A few weeks ago a very nice woman brought her sick cat to my office. Before I evaluated him she gave me a warning.
“I don’t know why, but he’s really bad at the vet’s office,” she said.
I appreciated the warning, but it really wasn’t necessary. The cat’s foul mood was self-evident. A perpetual growling sound emanated from his carrier. The carrier occasionally jostled around on the ground as the cat lunged back and forth in it. A feline foot, with claws at the ready, intermittently emerged from one of the carrier’s air holes.
Vets refer to such cats as “fractious.” But I need to be emphatic: Such cats may be hard to work with, but they’re not bad.
Many owners of such cats, who often are the sweetest furry balls of love imaginable at home, cannot understand why their pets behave in such an contrary fashion when they’re out of the house. In fact, I believe the explanation is quite simple, and I actually wonder about the opposite question: Why on earth would any cat not behave in such a fashion at the vet’s office?
Most house cats lead quiet lives. Cats generally like to settle into routines, and most of their routine lives are quite enviable. Their enjoyable routines are seriously disrupted by trips to the vet.
Consider, for instance, a young indoor male cat with idiopathic cystitis, also known as FIC or FLUTD. For a few days he suffers from bladder pain and unpleasant burning when he urinates. That would be enough to put anyone into a bad mood.
Then things progress from bad to worse. He develops urinary obstruction. His bladder fills to a painful size. He desperately needs to urinate but he can’t. When his bladder is too full to hold any more urine his kidneys shut down and he begins to feel sick and nauseated. Until this point he has hidden his symptoms from his owners, who now realize that something is wrong and they react by retrieving the scariest object in the house: the cat carrier.
Next comes a car ride, and a visit to a frightening and unfamiliar place that smells, in all probability, like dogs. When the vet evaluates the cat, the most sensitive area of the cat’s body — his bladder — is of special interest to this unfamiliar person. The cat is whisked to the treatment area and placed under anesthesia. He awakens with an IV catheter in his front leg, a urinary catheter in his penis, and a cone collar around his face. The thought of it almost makes me want to go ballistic — so who could possibly blame the cat if he’s not in any mood to be handled?
Heck, merely sitting in the dentist’s chair and feeling that scraping sensation on my teeth nearly drives me to distraction. I don’t go ballistic only because I know why I’m there and I know the dentist is actually helping me. Cats can’t know such things.

[Natural-language object grounding data]
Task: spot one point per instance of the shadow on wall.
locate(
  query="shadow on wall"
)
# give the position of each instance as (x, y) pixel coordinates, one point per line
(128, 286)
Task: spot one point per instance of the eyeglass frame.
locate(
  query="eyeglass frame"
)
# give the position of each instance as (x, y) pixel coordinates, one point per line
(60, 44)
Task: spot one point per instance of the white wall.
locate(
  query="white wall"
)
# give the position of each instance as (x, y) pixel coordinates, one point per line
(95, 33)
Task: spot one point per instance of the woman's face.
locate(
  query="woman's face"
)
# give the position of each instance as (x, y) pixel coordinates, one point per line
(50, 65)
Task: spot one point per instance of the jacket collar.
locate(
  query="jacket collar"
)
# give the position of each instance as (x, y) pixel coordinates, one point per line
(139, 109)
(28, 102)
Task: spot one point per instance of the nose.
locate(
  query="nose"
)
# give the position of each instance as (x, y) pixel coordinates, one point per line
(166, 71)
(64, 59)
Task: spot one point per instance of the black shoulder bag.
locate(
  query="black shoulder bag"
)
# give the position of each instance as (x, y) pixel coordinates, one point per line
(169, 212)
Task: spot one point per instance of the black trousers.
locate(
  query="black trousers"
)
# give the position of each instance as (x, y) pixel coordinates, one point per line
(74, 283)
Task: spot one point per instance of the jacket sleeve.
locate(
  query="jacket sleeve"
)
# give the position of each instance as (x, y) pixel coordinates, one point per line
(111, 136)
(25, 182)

[TASK LIST]
**A)** According to the piece on cats at the vet, what other names are given for idiopathic cystitis?
**B)** Write out the stretch of the piece on cats at the vet from "Many owners of" through "the vet’s office?".

[ANSWERS IN ORDER]
**A)** FIC or FLUTD.

**B)**
Many owners of such cats, who often are the sweetest furry balls of love imaginable at home, cannot understand why their pets behave in such an contrary fashion when they’re out of the house. In fact, I believe the explanation is quite simple, and I actually wonder about the opposite question: Why on earth would any cat not behave in such a fashion at the vet’s office?